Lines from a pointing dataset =
──────
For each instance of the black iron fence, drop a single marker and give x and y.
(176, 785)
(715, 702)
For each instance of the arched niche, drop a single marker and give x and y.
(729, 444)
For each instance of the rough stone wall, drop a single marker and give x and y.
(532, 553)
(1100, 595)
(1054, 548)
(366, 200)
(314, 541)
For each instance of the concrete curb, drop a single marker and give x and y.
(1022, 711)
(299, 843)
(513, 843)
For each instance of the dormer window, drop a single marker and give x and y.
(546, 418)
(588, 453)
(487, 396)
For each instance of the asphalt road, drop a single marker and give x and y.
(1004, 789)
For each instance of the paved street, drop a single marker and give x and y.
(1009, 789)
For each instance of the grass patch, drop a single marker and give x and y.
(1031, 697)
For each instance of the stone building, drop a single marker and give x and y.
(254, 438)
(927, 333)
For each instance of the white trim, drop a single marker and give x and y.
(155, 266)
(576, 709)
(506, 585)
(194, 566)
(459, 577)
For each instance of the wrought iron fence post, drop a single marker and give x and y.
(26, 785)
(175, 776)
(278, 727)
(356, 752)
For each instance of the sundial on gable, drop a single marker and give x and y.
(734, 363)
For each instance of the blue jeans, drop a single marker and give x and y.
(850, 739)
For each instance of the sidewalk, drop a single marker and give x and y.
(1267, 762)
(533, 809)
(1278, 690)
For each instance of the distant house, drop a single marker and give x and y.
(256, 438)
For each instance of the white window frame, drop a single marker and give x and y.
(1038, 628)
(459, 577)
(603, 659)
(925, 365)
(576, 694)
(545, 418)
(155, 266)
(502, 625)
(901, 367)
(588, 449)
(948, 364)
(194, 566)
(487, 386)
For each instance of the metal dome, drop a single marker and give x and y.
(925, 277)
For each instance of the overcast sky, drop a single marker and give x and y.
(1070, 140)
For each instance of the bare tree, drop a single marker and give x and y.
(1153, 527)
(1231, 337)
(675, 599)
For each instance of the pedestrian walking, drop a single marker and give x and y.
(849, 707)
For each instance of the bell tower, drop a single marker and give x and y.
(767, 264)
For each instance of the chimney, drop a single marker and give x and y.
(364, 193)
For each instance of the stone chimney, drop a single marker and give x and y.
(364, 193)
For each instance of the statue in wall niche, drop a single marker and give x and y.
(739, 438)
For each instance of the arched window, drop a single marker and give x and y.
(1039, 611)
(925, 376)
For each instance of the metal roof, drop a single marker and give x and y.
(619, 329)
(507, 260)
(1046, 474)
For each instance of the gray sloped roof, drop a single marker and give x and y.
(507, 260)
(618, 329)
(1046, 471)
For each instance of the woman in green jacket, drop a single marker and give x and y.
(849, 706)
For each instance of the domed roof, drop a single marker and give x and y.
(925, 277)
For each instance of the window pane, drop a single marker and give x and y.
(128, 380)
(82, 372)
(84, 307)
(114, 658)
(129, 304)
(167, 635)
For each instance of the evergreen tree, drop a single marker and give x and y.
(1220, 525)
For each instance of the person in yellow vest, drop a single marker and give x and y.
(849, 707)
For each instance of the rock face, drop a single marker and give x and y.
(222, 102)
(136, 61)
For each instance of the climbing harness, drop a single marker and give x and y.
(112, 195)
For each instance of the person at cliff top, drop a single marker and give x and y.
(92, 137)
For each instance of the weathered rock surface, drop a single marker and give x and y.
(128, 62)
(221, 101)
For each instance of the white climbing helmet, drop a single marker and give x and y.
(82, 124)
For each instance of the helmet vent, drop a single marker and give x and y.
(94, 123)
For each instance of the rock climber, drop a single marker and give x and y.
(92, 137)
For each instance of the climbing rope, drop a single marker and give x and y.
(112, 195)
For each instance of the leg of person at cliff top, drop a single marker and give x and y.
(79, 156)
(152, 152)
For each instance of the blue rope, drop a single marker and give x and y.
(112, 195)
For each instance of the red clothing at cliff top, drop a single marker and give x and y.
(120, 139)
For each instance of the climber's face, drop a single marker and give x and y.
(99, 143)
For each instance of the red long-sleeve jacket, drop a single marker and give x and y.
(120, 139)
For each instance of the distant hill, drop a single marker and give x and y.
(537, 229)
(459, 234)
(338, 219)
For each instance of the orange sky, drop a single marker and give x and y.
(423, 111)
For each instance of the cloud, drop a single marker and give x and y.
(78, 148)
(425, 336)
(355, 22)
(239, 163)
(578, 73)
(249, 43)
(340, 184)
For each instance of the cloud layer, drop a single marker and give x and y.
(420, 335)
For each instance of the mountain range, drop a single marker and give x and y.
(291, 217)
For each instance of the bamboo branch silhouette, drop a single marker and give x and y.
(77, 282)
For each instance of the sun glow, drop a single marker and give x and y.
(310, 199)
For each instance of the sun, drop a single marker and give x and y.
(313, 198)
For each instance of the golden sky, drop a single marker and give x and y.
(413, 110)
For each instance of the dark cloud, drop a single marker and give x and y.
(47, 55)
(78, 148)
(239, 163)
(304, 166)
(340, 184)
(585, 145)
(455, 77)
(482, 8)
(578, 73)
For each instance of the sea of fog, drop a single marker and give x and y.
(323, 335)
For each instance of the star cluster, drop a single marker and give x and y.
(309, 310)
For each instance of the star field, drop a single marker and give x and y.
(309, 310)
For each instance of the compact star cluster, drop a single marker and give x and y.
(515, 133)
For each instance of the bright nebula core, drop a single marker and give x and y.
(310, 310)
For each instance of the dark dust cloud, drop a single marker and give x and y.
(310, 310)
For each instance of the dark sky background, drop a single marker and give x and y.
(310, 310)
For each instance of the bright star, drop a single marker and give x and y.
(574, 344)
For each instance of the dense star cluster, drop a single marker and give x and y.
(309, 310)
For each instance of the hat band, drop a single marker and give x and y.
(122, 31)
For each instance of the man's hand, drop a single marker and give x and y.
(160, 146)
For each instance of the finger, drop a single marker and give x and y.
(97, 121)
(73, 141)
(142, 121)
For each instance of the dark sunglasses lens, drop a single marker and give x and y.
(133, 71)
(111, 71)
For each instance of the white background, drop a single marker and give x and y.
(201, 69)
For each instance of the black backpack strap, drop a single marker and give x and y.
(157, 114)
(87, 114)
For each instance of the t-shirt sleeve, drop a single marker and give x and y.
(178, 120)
──────
Reproduce the lines above from the one containing "For each instance of the bright nebula" through the end of the lines, both ends included, with the requests left unchanged. Multiply every coordinate in the answers by 0.35 and round each result to a whole number, with halves rounded up.

For each instance of the bright nebula core, drop a single marker and give x and y.
(109, 109)
For each instance of the dark dust cloud, drop a single marker and give x and y.
(109, 109)
For each instance of the dark sky background, drop a single marker and give x and y.
(109, 109)
For each instance of the bright star, drop a single marker and give x and y.
(201, 120)
For each instance of the dense star cluster, drop a single marker and give x and y.
(108, 109)
For each instance of the hat band, drop a single marker and give x and y.
(43, 11)
For each instance of the man's hand, drop a single marker and give x and y.
(56, 51)
For each instance of the finger, drop a single marker and give x and y.
(34, 42)
(26, 49)
(50, 42)
For each instance of the dark sunglasses lens, drop a single marker and give x and y.
(47, 25)
(39, 25)
For each instance of the white background, drop a single marker and give x and y.
(70, 24)
For each instance of the black backpack strap, drop a single marker and give x and y.
(55, 40)
(30, 40)
For each instance of the t-shirt sleeve, drop a single marker and give x and y.
(62, 42)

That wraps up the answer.